Work task:
Nothing in the listing should be altered when it is copied, and no picture goes into the copy.

Dataset records:
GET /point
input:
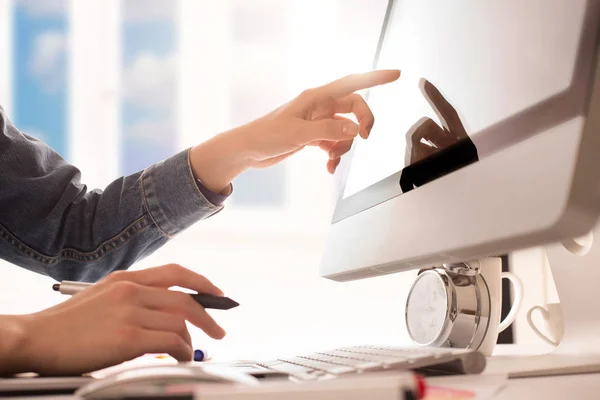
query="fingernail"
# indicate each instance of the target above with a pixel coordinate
(350, 129)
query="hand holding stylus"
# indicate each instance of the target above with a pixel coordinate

Task result:
GET /point
input:
query="fingernail"
# indicate each instance of the target above with a pixel coordinate
(350, 129)
query="hand holding stylus"
# indicate each instance of the target above with a pixel coordinate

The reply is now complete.